╭──
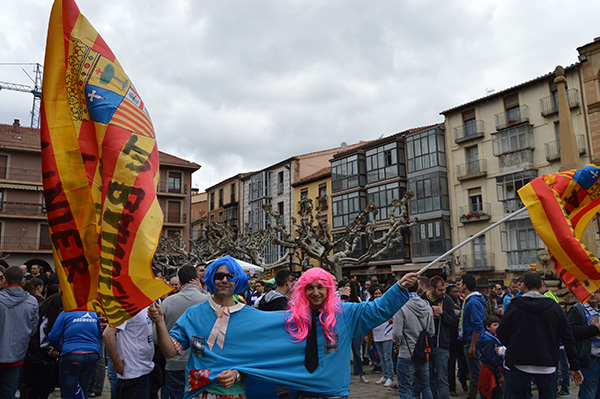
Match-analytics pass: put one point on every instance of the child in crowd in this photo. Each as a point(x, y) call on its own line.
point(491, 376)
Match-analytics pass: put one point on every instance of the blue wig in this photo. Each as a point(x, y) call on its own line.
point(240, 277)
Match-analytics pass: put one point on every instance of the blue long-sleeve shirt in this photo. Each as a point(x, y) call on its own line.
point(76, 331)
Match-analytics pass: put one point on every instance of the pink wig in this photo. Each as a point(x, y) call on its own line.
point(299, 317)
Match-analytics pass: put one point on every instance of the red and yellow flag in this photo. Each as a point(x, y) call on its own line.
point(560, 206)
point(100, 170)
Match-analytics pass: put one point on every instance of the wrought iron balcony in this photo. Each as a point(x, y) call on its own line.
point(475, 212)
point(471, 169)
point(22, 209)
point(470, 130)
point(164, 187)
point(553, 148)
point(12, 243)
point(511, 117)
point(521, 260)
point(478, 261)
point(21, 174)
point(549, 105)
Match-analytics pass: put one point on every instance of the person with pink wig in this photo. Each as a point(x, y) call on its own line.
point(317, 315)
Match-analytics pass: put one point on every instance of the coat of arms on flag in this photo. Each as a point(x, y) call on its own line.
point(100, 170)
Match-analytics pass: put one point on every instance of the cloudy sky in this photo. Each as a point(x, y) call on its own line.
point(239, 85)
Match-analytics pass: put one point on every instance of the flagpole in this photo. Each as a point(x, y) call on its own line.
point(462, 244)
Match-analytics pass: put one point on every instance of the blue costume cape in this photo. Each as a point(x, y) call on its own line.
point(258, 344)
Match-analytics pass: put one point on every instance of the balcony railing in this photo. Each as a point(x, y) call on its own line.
╰──
Exercise brief: Skipping the pictures, output the entries exactly as they appear above.

Task solution:
Match-analytics pass: put one point on every instance of the child in crowd in this photo. Each as a point(x, y) call on its own line.
point(491, 376)
Match-analytics pass: put one point on every instance of the blue wig in this photo. Each as a point(x, y) call on its own line.
point(240, 277)
Match-analytics pass: put one point on every instance of the blue long-sleeve shirt in this photo. Each as a point(x, y) call on its own line.
point(76, 331)
Match-analytics pass: put one point on every instance of the pink wig in this photo. Each as a point(x, y) call on its own line.
point(299, 317)
Match-analytics pass: put one point on every instance of the red and yellow flag in this photo. Each as a point(x, y) call on its own line.
point(560, 206)
point(100, 170)
Match-analytics pass: put one point on every instance of the wrought iron balcony in this photo. Each as a point(x, y) call on its own line.
point(475, 212)
point(471, 169)
point(22, 209)
point(470, 130)
point(164, 187)
point(553, 148)
point(12, 243)
point(511, 117)
point(521, 260)
point(478, 261)
point(21, 174)
point(549, 105)
Match-analytics pass: put one point on every instance of the person with pink wig in this photo. Each as a point(x, y) call on its own line.
point(317, 315)
Match-analytics pass: put one point on every instance of the coat of arms on flag in this photo. Each as a point(x, y) call on its own line.
point(100, 170)
Match-analytics pass: put one point on every instance of the cloudy sky in this photo. Each as a point(x, y) call on its own line.
point(239, 85)
Match-analytics pass: put one point on every instance of the flagpole in this photo. Each as a point(x, y) call on its own line.
point(462, 244)
Match-analytics pass: put one point on every instance of the blue costume cape in this photo. Each as a point(x, y) call on its own line.
point(258, 344)
Match-analytics pass: put one point on every instance of the balcony railing in this photo. Each as a point(x, y) call on its own line.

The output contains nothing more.